■ **Photo-based referring expression data**
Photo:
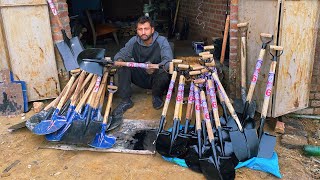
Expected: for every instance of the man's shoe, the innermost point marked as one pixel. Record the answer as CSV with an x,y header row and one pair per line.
x,y
157,102
122,107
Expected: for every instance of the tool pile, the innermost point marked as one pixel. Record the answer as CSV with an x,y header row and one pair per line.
x,y
213,145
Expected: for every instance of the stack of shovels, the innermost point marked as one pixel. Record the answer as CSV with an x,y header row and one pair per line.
x,y
212,144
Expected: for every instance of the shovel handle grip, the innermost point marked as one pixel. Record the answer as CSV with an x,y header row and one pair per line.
x,y
190,101
76,93
86,94
227,101
197,107
206,116
64,97
101,89
179,97
255,75
203,53
208,47
169,93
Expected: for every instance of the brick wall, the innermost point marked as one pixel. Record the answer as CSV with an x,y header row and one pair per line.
x,y
206,17
62,7
314,98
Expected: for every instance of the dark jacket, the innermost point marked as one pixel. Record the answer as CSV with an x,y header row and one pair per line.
x,y
158,52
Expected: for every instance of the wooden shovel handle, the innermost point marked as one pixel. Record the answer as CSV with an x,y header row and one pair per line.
x,y
55,12
256,74
214,103
227,101
190,101
179,97
268,91
225,37
101,89
83,100
64,97
169,93
197,107
206,116
76,93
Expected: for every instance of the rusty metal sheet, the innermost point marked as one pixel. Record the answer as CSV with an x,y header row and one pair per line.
x,y
30,46
298,37
262,18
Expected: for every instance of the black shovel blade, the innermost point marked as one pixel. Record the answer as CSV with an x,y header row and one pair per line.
x,y
192,159
69,59
91,67
209,168
239,145
180,146
252,142
266,145
163,143
227,170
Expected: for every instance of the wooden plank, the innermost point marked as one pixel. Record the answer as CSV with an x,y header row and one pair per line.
x,y
298,37
30,46
262,18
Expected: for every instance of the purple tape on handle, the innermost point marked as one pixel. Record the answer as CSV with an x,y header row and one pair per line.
x,y
197,100
256,71
169,93
191,94
205,110
269,85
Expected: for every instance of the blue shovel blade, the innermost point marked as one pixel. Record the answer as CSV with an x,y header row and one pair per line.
x,y
57,136
103,141
48,126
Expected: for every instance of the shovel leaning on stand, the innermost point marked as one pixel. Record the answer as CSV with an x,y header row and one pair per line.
x,y
267,141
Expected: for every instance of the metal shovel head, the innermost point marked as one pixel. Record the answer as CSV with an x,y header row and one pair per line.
x,y
102,140
252,141
76,46
209,169
91,67
192,158
49,126
180,145
266,145
163,143
227,170
69,59
239,145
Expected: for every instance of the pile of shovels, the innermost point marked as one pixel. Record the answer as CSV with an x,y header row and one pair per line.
x,y
75,115
212,144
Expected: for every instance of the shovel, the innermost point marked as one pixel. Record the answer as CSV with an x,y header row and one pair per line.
x,y
195,151
214,166
52,125
102,140
249,107
267,141
57,136
165,138
69,49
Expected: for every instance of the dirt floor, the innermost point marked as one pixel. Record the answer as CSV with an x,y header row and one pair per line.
x,y
21,149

■ **WHAT NEEDS TO BE DONE**
Starting at the line that contains "Expected: for every instance of the dirt", print every line through the last one of the records, exactly and with nothing else.

■ **SOLUTION FOR THIS EXERCISE**
Expected: for every instance of the dirt floor, the innermost point marked as one pixel. Record the answer as CSV with an x,y header row and one pair per line.
x,y
21,149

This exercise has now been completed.